Exercise goal: Give the items as a Markdown table with the columns "Number" and "Entry." Begin at the line that contains "# locate peopleimages", stop after the line that contains "(1406, 447)", skip blank lines, and leave the pictures out.

───── Working data

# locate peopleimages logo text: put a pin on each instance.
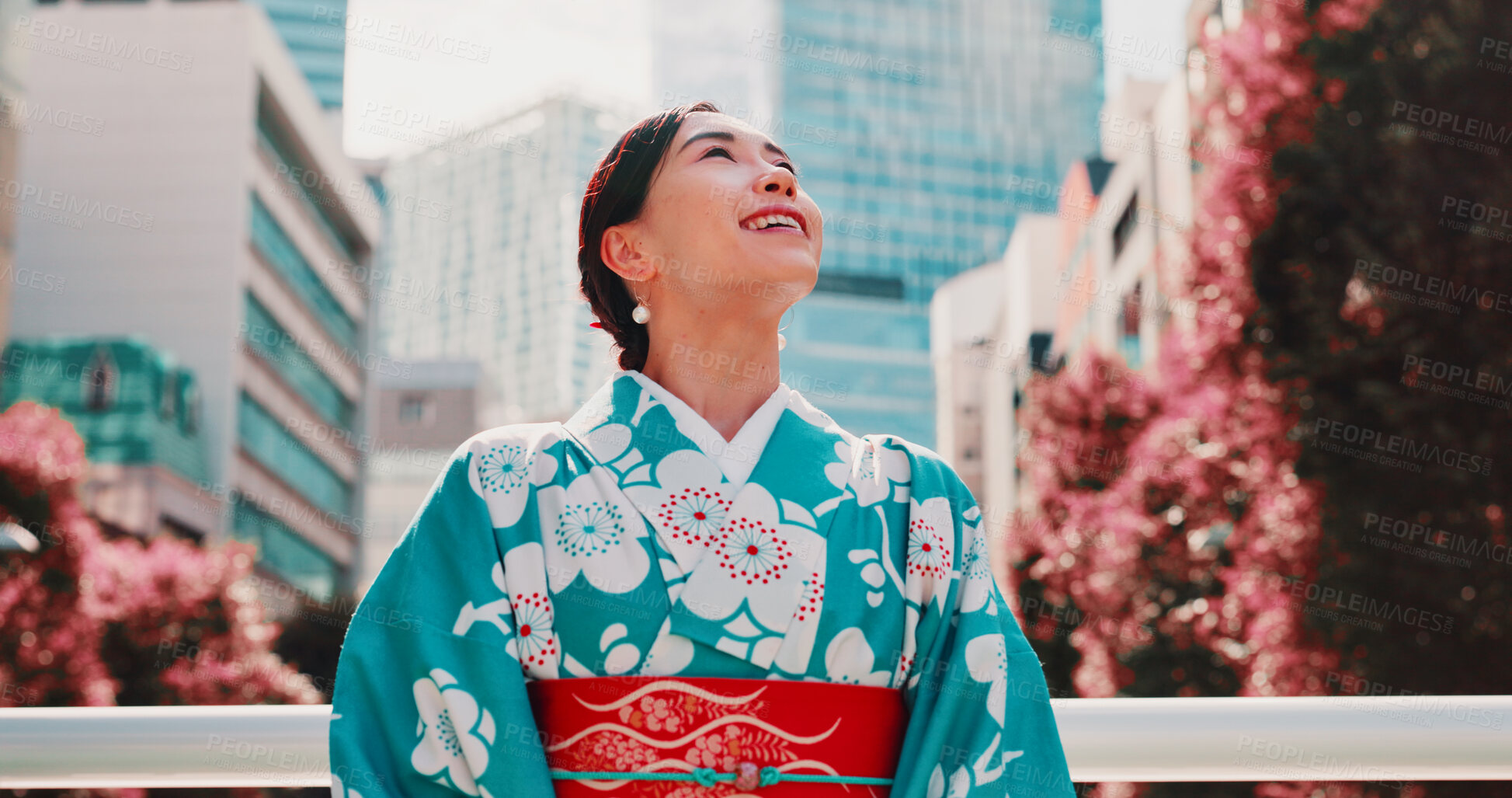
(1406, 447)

──────────
───── Working data

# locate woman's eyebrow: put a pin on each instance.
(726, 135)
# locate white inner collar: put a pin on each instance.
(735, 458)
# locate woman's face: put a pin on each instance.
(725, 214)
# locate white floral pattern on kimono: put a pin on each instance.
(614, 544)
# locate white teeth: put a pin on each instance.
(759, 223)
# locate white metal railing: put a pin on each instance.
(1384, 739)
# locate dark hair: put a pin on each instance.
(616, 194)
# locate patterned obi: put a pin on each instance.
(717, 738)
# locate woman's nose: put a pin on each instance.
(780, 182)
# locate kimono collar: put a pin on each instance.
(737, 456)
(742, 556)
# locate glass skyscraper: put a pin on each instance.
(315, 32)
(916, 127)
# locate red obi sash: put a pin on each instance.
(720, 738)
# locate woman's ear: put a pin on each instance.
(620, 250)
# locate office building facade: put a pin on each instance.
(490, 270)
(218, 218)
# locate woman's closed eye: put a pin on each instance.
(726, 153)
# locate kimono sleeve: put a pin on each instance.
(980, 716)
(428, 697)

──────────
───── Working data

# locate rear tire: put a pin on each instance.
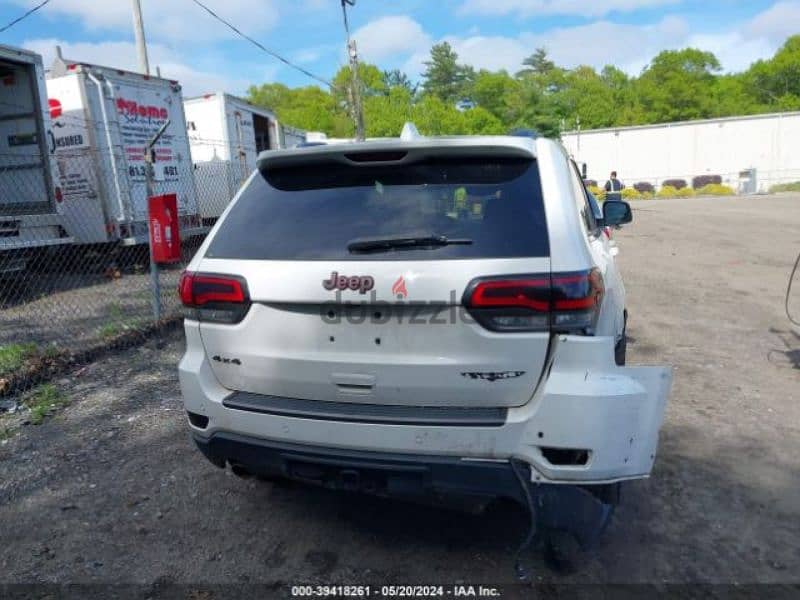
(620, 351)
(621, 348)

──────────

Solution to the exercise:
| Number | Entry |
|---|---|
| 1 | # locate peopleimages logo text: put a pin on each instance. |
| 2 | (1406, 447) |